Short task.
Rescale the data from the line with "target | green foliage" up to and including the last line of the data. Rewrite every line unchanged except the coordinate pairs, whose numbers should each be multiplied by 1.45 and rounded to a whole number, with halves rounded up.
* START Input for this task *
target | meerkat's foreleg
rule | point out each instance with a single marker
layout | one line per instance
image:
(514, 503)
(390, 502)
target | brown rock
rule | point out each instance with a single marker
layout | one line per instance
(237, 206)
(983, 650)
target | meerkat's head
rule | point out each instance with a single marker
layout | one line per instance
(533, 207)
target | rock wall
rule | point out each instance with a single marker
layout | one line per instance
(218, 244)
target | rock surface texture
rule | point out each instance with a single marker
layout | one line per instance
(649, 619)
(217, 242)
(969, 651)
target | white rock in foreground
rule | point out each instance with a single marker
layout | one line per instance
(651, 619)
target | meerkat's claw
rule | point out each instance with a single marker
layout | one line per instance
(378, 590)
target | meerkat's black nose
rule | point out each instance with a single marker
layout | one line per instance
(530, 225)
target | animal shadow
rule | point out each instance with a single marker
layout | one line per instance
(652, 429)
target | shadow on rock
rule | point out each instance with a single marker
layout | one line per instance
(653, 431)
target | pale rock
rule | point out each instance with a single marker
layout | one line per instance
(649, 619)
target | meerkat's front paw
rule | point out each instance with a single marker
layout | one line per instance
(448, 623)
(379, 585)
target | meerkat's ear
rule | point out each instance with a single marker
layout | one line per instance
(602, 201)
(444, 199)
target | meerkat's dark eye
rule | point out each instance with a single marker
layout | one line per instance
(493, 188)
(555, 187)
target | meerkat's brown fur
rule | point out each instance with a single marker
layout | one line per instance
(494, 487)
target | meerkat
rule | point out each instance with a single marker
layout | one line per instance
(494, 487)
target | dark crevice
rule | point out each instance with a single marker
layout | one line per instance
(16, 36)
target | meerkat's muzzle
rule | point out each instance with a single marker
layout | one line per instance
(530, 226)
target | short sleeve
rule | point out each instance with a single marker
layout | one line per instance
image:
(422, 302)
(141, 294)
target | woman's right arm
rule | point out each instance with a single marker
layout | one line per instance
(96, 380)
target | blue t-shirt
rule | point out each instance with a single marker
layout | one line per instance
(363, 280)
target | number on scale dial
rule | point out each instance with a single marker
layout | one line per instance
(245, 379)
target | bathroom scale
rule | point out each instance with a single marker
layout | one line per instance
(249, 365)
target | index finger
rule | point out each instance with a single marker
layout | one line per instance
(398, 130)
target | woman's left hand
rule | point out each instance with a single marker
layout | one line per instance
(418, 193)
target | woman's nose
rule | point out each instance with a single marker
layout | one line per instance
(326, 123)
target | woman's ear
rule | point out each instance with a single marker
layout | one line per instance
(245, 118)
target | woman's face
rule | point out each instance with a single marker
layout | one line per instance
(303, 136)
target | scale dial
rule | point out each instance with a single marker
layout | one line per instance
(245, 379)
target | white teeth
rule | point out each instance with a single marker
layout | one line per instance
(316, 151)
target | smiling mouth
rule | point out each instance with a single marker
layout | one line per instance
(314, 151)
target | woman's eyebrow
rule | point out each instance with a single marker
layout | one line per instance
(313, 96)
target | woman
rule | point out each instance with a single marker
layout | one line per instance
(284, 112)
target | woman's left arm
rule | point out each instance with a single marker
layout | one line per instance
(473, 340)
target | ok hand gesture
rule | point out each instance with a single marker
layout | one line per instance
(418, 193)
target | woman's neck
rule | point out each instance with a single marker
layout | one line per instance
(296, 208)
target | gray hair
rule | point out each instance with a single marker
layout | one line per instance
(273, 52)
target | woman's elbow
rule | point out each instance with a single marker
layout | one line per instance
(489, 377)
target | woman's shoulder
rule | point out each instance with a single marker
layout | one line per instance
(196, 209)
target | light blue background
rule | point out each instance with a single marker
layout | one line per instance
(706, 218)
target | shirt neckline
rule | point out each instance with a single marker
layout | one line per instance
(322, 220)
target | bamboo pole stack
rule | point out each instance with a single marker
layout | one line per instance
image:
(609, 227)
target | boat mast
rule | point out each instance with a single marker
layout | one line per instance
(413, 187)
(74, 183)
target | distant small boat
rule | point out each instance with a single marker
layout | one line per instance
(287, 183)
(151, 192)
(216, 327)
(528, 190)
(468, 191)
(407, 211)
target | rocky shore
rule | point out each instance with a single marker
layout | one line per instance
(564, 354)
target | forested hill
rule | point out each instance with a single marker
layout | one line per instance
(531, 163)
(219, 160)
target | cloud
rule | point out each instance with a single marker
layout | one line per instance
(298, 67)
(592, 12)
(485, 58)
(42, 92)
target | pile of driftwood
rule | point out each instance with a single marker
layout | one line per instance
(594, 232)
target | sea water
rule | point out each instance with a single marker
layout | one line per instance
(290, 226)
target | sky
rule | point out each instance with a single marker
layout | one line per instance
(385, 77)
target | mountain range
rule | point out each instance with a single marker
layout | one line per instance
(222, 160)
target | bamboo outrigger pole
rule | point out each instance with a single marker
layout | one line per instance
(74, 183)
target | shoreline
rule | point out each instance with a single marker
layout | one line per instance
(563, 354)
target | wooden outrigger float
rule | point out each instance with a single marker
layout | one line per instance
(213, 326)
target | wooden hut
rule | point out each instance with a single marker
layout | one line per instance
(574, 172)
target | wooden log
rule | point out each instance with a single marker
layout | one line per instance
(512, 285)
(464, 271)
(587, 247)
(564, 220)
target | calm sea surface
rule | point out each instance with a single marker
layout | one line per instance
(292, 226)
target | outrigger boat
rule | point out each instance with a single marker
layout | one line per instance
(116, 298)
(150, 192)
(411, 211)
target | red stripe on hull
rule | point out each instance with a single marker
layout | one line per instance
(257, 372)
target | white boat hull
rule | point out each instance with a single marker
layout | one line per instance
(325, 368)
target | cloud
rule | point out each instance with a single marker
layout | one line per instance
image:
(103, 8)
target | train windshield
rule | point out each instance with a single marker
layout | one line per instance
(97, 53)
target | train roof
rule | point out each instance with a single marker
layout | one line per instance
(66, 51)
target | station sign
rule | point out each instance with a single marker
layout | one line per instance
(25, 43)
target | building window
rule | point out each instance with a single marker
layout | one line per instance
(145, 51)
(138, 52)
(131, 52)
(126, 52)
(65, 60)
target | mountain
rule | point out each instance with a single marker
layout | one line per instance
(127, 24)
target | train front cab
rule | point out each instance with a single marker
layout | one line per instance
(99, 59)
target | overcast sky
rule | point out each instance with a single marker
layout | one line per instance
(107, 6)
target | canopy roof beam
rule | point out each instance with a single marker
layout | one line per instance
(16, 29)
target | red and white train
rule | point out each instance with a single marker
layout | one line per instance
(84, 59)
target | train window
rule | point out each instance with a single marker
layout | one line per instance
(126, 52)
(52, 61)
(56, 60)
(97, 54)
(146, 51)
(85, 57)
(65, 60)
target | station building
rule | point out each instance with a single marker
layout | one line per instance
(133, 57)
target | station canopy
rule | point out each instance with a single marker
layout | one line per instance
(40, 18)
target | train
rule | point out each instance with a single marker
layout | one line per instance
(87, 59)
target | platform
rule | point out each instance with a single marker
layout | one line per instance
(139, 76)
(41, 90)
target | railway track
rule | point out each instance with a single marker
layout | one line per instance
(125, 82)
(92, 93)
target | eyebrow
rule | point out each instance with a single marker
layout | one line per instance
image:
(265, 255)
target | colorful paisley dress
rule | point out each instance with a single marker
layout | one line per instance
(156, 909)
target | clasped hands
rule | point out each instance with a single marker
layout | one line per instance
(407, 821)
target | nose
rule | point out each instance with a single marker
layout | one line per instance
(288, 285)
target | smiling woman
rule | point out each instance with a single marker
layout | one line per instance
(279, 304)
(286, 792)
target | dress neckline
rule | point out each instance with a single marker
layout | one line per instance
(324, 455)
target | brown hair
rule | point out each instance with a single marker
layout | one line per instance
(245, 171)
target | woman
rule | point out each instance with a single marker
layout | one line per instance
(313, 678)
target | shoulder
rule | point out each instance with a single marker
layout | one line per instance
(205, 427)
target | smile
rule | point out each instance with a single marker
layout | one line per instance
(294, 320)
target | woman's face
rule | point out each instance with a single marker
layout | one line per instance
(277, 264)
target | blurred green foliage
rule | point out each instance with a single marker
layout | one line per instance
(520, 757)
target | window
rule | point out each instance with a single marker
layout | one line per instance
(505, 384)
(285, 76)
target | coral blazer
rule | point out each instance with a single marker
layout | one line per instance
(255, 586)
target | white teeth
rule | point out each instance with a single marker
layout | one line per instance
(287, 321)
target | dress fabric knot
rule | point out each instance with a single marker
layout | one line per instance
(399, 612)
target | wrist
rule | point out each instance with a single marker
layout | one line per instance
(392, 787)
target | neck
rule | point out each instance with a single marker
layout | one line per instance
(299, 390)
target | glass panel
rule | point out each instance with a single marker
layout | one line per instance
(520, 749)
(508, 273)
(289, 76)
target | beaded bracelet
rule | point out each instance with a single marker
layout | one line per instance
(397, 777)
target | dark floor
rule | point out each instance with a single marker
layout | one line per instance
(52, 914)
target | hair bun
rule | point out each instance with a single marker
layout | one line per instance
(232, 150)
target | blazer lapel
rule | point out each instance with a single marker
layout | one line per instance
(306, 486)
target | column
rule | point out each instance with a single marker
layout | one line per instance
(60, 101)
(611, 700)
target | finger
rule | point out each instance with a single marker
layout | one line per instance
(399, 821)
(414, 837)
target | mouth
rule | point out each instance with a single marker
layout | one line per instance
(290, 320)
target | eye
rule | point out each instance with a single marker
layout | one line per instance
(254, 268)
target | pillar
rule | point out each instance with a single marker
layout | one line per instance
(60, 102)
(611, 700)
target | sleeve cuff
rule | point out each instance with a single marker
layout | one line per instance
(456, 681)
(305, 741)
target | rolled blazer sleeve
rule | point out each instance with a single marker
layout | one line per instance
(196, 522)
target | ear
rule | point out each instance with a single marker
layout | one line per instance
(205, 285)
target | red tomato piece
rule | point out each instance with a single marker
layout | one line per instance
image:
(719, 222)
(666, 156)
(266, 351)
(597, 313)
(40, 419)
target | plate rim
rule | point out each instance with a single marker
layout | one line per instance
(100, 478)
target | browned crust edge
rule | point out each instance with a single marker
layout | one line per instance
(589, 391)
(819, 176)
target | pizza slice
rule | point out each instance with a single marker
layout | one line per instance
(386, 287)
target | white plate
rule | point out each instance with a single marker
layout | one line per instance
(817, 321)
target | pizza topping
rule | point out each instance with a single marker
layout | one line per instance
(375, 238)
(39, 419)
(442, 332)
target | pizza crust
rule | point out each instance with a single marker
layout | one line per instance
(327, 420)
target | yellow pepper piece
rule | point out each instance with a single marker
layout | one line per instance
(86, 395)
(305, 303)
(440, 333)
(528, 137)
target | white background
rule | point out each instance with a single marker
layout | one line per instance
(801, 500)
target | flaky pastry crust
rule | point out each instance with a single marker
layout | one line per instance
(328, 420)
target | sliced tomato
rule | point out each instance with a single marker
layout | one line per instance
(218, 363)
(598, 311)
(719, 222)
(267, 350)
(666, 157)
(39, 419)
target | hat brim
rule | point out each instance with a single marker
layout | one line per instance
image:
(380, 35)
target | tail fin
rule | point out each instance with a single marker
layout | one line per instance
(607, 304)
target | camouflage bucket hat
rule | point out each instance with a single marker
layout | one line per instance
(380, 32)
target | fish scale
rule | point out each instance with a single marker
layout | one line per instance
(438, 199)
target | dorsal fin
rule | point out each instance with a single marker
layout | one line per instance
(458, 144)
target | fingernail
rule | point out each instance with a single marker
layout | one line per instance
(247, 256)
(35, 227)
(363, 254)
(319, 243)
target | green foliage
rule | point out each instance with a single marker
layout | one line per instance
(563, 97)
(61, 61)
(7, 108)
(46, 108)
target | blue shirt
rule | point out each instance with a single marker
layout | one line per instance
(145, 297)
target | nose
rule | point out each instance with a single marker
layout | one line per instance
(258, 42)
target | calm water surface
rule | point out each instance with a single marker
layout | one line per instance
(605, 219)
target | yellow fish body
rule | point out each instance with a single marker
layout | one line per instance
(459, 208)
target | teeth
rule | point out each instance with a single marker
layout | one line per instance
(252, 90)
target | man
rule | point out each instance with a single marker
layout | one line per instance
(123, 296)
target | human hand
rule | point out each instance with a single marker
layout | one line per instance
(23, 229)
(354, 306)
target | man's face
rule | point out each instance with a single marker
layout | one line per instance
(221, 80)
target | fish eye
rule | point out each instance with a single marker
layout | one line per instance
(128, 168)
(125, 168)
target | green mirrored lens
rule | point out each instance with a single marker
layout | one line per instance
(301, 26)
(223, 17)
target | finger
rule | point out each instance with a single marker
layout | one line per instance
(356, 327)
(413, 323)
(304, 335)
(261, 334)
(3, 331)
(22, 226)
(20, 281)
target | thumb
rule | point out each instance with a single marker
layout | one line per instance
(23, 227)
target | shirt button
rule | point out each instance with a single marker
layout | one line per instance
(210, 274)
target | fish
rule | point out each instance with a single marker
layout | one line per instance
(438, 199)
* END Input for this task *
Full solution.
target | green foliage
rule | point out each instance with a single marker
layout | one line per instance
(816, 141)
(88, 88)
(10, 157)
(67, 157)
target | blue shirt
rule | point out each instance with a single marker
layout | one line per instance
(210, 431)
target | nose
rule | point out each instance with a single marker
layout | one line per instance
(374, 61)
target | calm water surface
rule | point out each instance with a single marker
layout | one line per instance
(877, 318)
target | yellow fish body
rule | point out each instance with a single marker
layout | one line per instance
(666, 302)
target | teeth
rule | point out each instance with a single marker
layout | one line per instance
(365, 131)
target | man
rule | point out each instance with a single marker
layout | one line per instance
(178, 429)
target | human hand
rule | point out each instance with a single marker
layout | one line per instance
(33, 332)
(513, 444)
target | man's face
rule | point out each instance with a single marker
layout | one line per instance
(320, 116)
target | fish eye
rule | point out each instance with a single marker
layout | one line per instance
(186, 244)
(181, 244)
target | green mirrored lens
rule | point out each instance with a single marker
layout | one line per instance
(436, 38)
(323, 25)
target | finger
rule | point out each instance with a single marker
layout | one line per instance
(516, 474)
(599, 468)
(441, 486)
(378, 484)
(4, 480)
(32, 328)
(29, 407)
target | thumb
rule | point out each instance with a single marker
layout | one line per instance
(33, 329)
target | shirt button
rule | point out each instance with a single marker
layout | one line per instance
(305, 397)
target | fish
rule | point out each instance with a single marker
layout | one line per instance
(635, 289)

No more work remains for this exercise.